§ Passage to read
====

Couple of points on plug-nozzle engines;

Aerospikes work, they work well and they have been extenisivly tested using various fuel combinations and nozzle types. There was some question of the "round" (annular) design having thrust fall offs between Mach3 and Mach5 but that hasn't appeared to be an actual issue outside a wind-tunnel. The "flat" (linear) aerospike engine worked as advertised there was an issue however in that instead of planning on thrust-vector control it was decided that actual actuators would be used to move the entire engine as per a normal engine gimbeling system. (Why? Not a clue on where that came from)

This greatly increased the already heavy engine structure, which was critical on the X-33 design as it made the tail structure too heavy to balance properly on glide back.

Mr. Hempsell; On the Delta Clipper design, the "nose-first" entry wasn't a "design" decision that was a requirement to meet the Air Force specified cross-range ability so there was no reason to use a plug-nozzle even though it would have been easier all around to use for both engine and heat-shield. The Air Force had done a lot of the original work on plug-nozzle engines as both propulsion and heat-shielding and a purely ballistic "Delta-Clipper" would have met the requirements except for the stated cross-range ability.

====

§ Brief A
Decide whether each statement below agrees with the passage on plug-nozzle engines. Answer yes or no for each, and quote the words of the passage that settle it.
(i) The linear aerospike engine was steered by thrust-vector control rather than by moving the whole engine.
(ii) The added weight made the X-33 tail structure too heavy to balance properly on glide back.
(iii) The nose-first entry of the Delta Clipper was required to meet the cross-range ability specified by the Air Force.

§ Material provided

====

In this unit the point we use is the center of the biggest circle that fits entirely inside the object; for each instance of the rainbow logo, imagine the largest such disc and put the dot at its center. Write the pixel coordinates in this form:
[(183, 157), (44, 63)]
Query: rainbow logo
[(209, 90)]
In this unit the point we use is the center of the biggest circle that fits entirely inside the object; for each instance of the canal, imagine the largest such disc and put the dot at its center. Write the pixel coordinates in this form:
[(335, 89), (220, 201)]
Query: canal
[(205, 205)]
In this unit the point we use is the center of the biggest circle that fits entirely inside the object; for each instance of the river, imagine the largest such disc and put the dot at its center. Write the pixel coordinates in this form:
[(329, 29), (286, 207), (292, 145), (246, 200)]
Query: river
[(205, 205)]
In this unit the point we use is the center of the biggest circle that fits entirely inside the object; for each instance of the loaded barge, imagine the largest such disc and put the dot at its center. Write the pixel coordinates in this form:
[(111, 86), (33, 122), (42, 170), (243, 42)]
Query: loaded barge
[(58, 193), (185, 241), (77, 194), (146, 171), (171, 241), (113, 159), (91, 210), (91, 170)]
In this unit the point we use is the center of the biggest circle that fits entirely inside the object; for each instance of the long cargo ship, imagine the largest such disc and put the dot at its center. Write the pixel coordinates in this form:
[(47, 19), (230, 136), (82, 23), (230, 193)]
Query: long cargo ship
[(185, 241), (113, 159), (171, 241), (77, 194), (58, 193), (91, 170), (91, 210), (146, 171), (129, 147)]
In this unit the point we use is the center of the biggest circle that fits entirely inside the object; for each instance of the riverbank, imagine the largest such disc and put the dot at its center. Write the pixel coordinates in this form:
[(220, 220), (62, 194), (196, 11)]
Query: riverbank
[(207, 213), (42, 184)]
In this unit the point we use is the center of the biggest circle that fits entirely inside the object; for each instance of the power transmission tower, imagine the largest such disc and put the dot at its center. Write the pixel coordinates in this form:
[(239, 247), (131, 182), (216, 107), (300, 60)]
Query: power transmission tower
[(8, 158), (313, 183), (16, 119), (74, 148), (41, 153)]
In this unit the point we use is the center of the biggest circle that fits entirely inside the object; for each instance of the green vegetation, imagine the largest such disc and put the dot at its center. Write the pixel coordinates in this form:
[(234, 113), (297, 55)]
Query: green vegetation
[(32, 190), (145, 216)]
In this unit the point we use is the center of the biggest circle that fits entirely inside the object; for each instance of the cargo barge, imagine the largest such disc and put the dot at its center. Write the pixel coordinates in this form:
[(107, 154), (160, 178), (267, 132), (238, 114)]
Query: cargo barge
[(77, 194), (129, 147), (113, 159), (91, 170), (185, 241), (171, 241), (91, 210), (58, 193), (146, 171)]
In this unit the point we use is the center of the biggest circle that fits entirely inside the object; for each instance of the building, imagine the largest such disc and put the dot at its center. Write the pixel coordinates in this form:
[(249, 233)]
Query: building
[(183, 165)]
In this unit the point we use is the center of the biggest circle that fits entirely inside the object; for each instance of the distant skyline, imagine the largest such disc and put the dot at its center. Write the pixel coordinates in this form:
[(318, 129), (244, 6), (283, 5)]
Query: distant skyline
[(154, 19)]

====

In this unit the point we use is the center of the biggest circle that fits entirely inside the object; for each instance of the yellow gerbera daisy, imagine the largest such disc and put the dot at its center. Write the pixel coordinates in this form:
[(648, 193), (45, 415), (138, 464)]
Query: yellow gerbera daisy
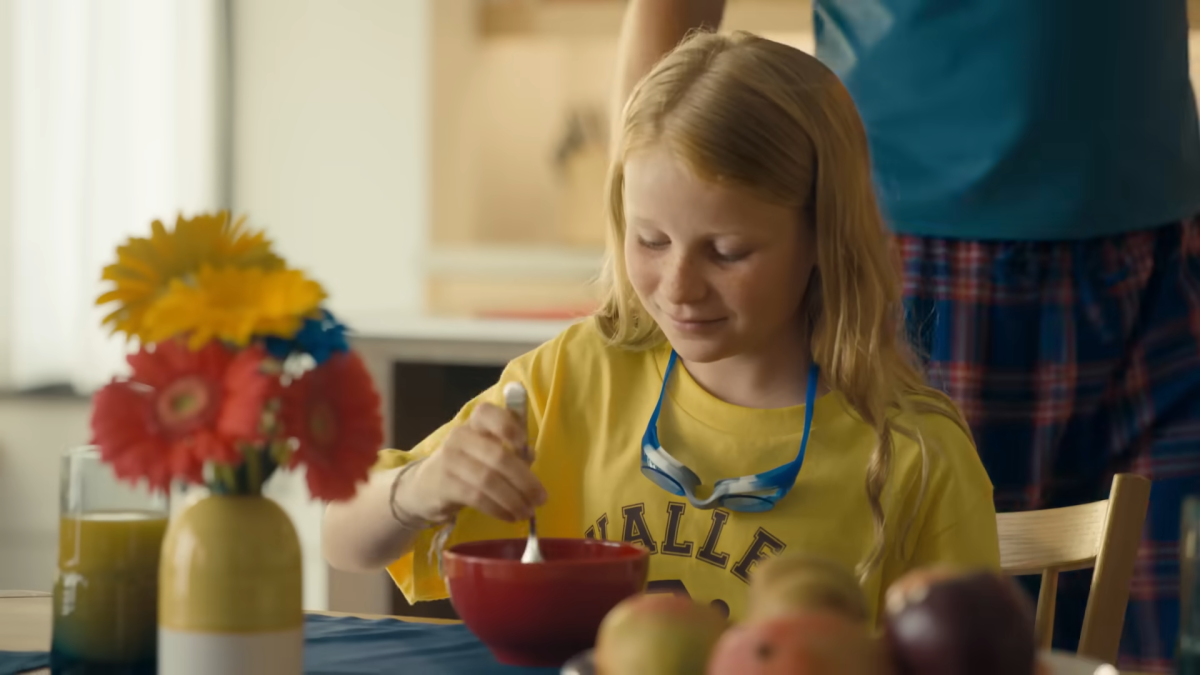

====

§ Brief B
In the records, arrange the lines from the one containing "of the green" up to and including the one containing "[(154, 19)]" as a numbered list, leaving out any blank lines.

§ Complete answer A
(i) No: "instead of planning on thrust-vector control it was decided that actual actuators would be used to move the entire engine as per a normal engine gimbeling system"
(ii) Yes: "it made the tail structure too heavy to balance properly on glide back"
(iii) Yes: "that was a requirement to meet the Air Force specified cross-range ability"

§ Complete answer B
1. In this unit the point we use is the center of the biggest circle that fits entirely inside the object; for each instance of the green vegetation, imagine the largest such disc and put the dot at its center. Write the pixel coordinates in this form:
2. [(234, 113), (297, 55)]
3. Query: green vegetation
4. [(32, 190), (145, 216)]
5. In this unit the point we use is the center of the biggest circle that fits entirely inside the object; for each instance of the cargo barge, imagine the largest such disc and put the dot at its center. Write the pixel coordinates in this form:
6. [(107, 154), (160, 178), (267, 132), (238, 114)]
7. Query: cargo barge
8. [(77, 194), (129, 147), (113, 159), (91, 170), (185, 241), (171, 241), (91, 210), (58, 193), (146, 171)]
9. In this unit the point we use is the center of the biggest circle that fits entirely inside the object; for each instance of the building, imagine the largest such disc and put the dot at its center. Write the pixel coordinates in this form:
10. [(249, 233)]
11. Query: building
12. [(183, 165)]
13. In this unit the point we use is the center of the biggest circle that fits entirely inside the object; for each instance of the distant skyline, imagine the largest such disc and put the dot at its center. Write the pixel coordinates in this form:
14. [(318, 129), (244, 6), (283, 5)]
15. Query: distant skyline
16. [(154, 19)]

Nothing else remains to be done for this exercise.